--- begin Data records ---

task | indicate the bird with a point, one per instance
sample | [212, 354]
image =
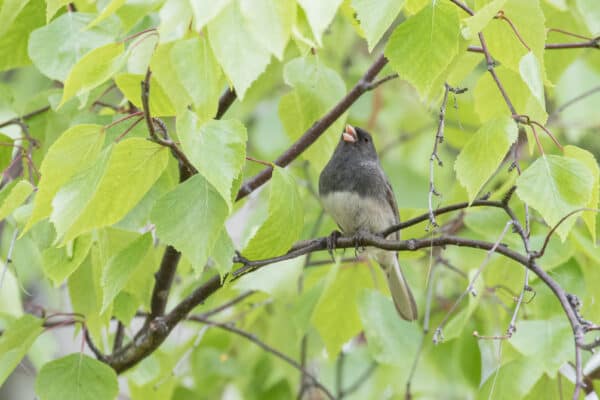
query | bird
[356, 193]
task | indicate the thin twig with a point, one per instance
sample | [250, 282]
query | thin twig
[18, 120]
[437, 336]
[119, 335]
[359, 381]
[315, 131]
[227, 305]
[438, 139]
[502, 16]
[267, 348]
[225, 101]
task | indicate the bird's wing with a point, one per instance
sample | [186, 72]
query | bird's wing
[391, 200]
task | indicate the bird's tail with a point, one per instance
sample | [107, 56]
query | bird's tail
[401, 294]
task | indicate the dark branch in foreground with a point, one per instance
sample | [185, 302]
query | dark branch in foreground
[315, 131]
[264, 346]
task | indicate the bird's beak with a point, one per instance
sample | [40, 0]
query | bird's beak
[349, 134]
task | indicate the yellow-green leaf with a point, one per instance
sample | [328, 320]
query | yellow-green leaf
[93, 69]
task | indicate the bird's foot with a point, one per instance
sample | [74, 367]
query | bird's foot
[331, 241]
[359, 238]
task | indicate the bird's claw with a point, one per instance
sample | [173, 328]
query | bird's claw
[359, 238]
[331, 241]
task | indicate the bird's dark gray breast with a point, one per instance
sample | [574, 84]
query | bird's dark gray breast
[364, 178]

--- end Data records ---

**Problem description:**
Write out every line of the material above as a JSON list of strings, one string per line, with blank lines skipped and the picture left out.

**Solution for this exercise:**
[
  "task | indicate the bird with a point, one per instance",
  "sample | [212, 354]",
  "image =",
  "query | bird",
  "[356, 193]",
  "task | indicate the thin twig with a point, one per instance",
  "sample | [250, 282]",
  "query | thin twig",
  "[18, 120]",
  "[437, 336]",
  "[119, 335]",
  "[359, 381]",
  "[315, 131]",
  "[227, 305]",
  "[438, 139]",
  "[502, 16]",
  "[267, 348]",
  "[225, 101]",
  "task | indicate the bird's wing with a point, one per instance",
  "sample | [186, 72]",
  "query | bird's wing",
  "[391, 200]",
  "task | indicate the bird's tail with a point, one per instance",
  "sample | [107, 56]",
  "query | bird's tail",
  "[401, 294]",
  "task | indicate the dark branch in foreground with a point, one per instance",
  "sample | [185, 302]",
  "query | dark branch in foreground",
  "[315, 131]",
  "[264, 346]",
  "task | indicate the bird's beak with a point, one per instance",
  "sample | [40, 0]",
  "query | bird's beak",
  "[349, 134]",
  "task | indicate the yellow-green leaf with a point, one per instance",
  "sample | [328, 320]",
  "query | yellow-green leaf",
  "[93, 69]",
  "task | indicate the bird's foot with a point, one per instance",
  "sample | [74, 367]",
  "query | bird's foot",
  "[331, 241]",
  "[359, 238]",
  "task | indicate the bird's claw with a point, one per instance",
  "sample | [173, 328]",
  "query | bird's claw",
  "[359, 238]",
  "[331, 241]",
  "task | indicate the bird's dark gray breast with a point, one per instance",
  "sample | [574, 84]",
  "query | bird's dark gray breast",
  "[364, 178]"
]